Definitions of terms, in order of appearance
Plaques - patches or flat areas.
Respiratory distress - trouble breathing.

Molecular basis - genetic defect.

DNA sequences - the order of nucleotides, the building blocks of DNA, in a gene.

Microsatellite - a segment of DNA with variable sequence that can be sequenced to follow the inheritance of a copy of a gene.

Epidermis - the outermost layer of skin.

Transmembrane transporter - a protein that carries substances across cell membranes.

Expression - the outward appearance of a person's disease as a result of a genetic defect.

Sequencing - reading the order of nucleotides in DNA.

Allele - a copy of the gene, one inherited from the mother and the other one from the father.

Keratinization - the normal conversion of keratin, the protein that makes up hair, skin, and nails to resilient layers.

Chorionic villus sampling - a doctor obtains a piece of the placenta, which contains the same genetic materials as the baby, for testing of mutations.

Preimplantation genetic diagnosis - embryos are created outside the body by in vitro fertilization and genetic testing is performed on the embryos. Only the embryos that did not inherit the mutation are transferred to the woman's womb to create a pregnancy.

(Lamellar granules are tiny spherical grains that migrate upwards through the skin, depositing lipids into the intercellular spaces of the epidermis.) At the same time, ABCA12 may encode a transmembrane transporter protein involved in the transport of epidermal lipids. Secondly, the ABCA12 gene has been associated with mutations in a milder form of ichthyosis, ARCI-lamellar ichthyosis, which resembles the expression of harlequin ichthyosis in patients who survive beyond the early newborn period. Sequencing of ABCA12 gene allowed identification of mutations in both alleles in 11 out of the 12 cases studied. With one exception, all cases identified identical gene pairs for mutations that were predicted to result in shortened or missing protein. Independently, a research group at Hokkaido University in Japan took the candidate gene approach to study ABCA12 in Harlequin ichthyosis patients. Similar to the studies by the British investigators, the Japanese scientists were able to identify mutations in ABCA12, which were predicted to result in shortening or deletion of highly conserved regions of the protein. These investigators further demonstrated the effect of ABCA12 protein on lamellar granules and in areas of lamellar granule-cell membrane fusion in normal epidermal cells. The Japanese team observed expression of ABCA12 in the normal keratinization of human epidermis, and they confirmed defects causing congested lipid secretion in harlequin ichthyosis patients' skin. Finally, the lamellar granule-mediated lipid secretion was resumed in patients' cultured keratinocytes upon transfer of the wild-type ABCA12 gene. Thus, based on these two studies it is very clear that mutations in the ABCA12 transporter underlie harlequin ichthyosis.
- - -
• Requirement 1:
Using the harlequin ichthyosis text, explain why it concludes that mutations in the ABCA12 transporter underlie the disease.
• Requirement 2:
Please rewrite the part of the harlequin ichthyosis text that opens with the words containing "Microsatellite - a" and closes with "nucleotides in DNA.", putting "the membranes of cells" in place of "cell membranes".

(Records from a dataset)
- - -
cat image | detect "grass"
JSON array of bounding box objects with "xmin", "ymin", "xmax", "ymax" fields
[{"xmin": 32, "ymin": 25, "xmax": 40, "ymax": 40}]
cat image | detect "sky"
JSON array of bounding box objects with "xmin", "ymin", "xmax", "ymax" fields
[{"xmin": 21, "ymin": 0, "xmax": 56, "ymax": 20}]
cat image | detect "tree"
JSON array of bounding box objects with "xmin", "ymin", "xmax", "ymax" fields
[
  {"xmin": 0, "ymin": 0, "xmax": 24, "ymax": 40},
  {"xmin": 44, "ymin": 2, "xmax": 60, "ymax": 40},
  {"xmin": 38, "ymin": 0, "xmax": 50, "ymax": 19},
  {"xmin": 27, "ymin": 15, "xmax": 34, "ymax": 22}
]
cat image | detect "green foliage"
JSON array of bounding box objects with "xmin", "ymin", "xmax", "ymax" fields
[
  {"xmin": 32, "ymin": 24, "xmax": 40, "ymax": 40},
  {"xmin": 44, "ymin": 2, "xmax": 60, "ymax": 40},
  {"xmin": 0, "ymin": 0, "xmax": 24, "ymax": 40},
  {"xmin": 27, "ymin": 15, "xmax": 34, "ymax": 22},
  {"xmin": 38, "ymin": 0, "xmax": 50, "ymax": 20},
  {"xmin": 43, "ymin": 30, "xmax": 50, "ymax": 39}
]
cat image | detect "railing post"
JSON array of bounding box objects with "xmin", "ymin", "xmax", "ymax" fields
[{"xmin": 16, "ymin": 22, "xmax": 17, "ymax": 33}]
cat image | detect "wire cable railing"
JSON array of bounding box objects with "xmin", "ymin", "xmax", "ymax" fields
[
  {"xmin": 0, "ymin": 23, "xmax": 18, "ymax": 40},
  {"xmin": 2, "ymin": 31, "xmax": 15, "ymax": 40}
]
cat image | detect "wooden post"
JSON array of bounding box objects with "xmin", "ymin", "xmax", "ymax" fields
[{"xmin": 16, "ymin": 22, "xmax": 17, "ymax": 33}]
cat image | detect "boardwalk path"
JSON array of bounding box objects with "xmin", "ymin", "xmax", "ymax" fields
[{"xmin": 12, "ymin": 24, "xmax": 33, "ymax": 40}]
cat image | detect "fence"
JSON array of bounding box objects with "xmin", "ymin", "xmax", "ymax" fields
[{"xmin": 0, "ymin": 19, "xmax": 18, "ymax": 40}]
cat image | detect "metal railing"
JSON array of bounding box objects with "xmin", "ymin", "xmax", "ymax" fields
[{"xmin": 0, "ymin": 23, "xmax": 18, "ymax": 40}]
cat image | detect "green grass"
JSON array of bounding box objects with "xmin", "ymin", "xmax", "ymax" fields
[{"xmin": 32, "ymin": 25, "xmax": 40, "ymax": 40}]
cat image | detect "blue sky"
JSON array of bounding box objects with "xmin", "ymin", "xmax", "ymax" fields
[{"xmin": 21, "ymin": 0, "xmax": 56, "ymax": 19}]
- - -
• Answer section 1:
The conclusion rests on two studies. The British group found ABCA12 mutations in both alleles in 11 of 12 cases. The Japanese group also identified ABCA12 mutations, confirmed defects causing congested lipid secretion in patients' skin, and restored lamellar granule-mediated lipid secretion in patients' cultured keratinocytes by transferring the wild-type gene.

• Answer section 2:
Microsatellite - a segment of DNA with variable sequence that can be sequenced to follow the inheritance of a copy of a gene.

Epidermis - the outermost layer of skin.

Transmembrane transporter - a protein that carries substances across the membranes of cells.

Expression - the outward appearance of a person's disease as a result of a genetic defect.

Sequencing - reading the order of nucleotides in DNA.